**INSTRUCTIONS FOR THE TASK**. Pick up the editorial on population health management in Singapore at the point where it stops, and continue writing it.

**PAGE EXCERPT**.
Global Trends Towards Population Health Management and Key Lessons and Initiatives in the Singapore Context

Authors: {'first_name': 'Maria', 'last_name': 'Abraham'},{'first_name': 'Ming Jing', 'last_name': 'Lim'},{'first_name': 'Woan Shin', 'last_name': 'Tan'},{'first_name': 'Jason', 'last_name': 'Cheah'}
Keywords: population healthglobal population health managementHealthierSG 
DOI: http://doi.org/10.5334/ijic.7016
 Accepted on 30 Aug 2022            Submitted on 30 Aug 2022

Healthcare systems across high-income economies [1] are plagued by similar challenges, including an aging population, the increasing burden of chronic disease, and spiraling healthcare costs. David Kindig and Greg Stoddart defined population health as “the health outcomes of a group of individuals, including the distribution of such outcomes within the group” [2], and there has been a deliberate move towards population health management to address much of these challenges. Population health management efforts do not just target populations that are sick or the hospitalized (“patient” population). It also involves ensuring that healthy populations receive preventive services to avoid onset of disease. In this editorial we consider this global move towards population health management in the context of Singapore’s HealthierSG initiative. HealthierSG was announced by the Minister for Health in March 2022 and is a step forward in Singapore’s population health journey [3].

Key Aspects of Population Health Management

Globally, there has been a shift away from treating patients episodically in acute hospitals. There is an increasing focus on looking after the population at large, keeping them as healthy as possible across their lifespan in the community. This requires considerable transformation of the healthcare delivery system, and we are seeing many systems growing services in the community and expanding transitional care services to help patients stay out of the hospital. Primary care plays a critical role, with multi-disciplinary teams of care managers, pharmacists, nurses, social workers, and allied health staff, rising to the challenge of providing preventive care.

**RECORDS SHOWN**.
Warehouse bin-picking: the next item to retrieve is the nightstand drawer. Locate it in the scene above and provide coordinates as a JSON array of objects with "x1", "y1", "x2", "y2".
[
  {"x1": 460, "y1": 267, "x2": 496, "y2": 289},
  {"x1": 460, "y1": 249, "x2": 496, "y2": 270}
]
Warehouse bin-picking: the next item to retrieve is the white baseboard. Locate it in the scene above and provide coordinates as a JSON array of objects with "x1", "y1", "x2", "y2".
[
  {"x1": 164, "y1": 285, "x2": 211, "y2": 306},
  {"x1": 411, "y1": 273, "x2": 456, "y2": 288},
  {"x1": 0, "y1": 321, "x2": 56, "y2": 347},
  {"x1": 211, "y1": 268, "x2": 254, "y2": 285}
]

==

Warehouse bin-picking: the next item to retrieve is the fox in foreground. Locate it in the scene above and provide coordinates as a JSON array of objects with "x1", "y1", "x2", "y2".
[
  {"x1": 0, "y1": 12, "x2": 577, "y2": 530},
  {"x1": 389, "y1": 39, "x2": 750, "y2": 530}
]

**ANSWER TO THE EXERCISE**.
Since 2013, in Norway, much has been done to strengthen primary care and keep older persons in the community. Municipalities provide primary care and social services, while hospitals, which are run by the state, provide acute services. To avoid delivery of fragmented care, an innovative programme called the “Holistic Continuity of Patient Care” (HCPC) was designed. Integrated clinical pathways were developed to build collaboration between hospitals and municipalities so they work together towards better outcomes, such as reduced hospitalization and greater patient empowerment. A recent study showed that while primary care costs were higher in HCPC, costs associated with hospital and nursing home care were lower. Better outcomes were shown across various domains, including “enjoyment of life’, “psychological well-being”, and “social relationships and participation” [4].

Integrated care has caught on in other parts of Europe as well. More recently, in July 2022, across England, a total of 42 Integrated Care Systems (ICS) have sprung up to address similar health and social challenges. Key features of the ICS include provider collaborative and local partnerships across sectors that aim to serve the area [5].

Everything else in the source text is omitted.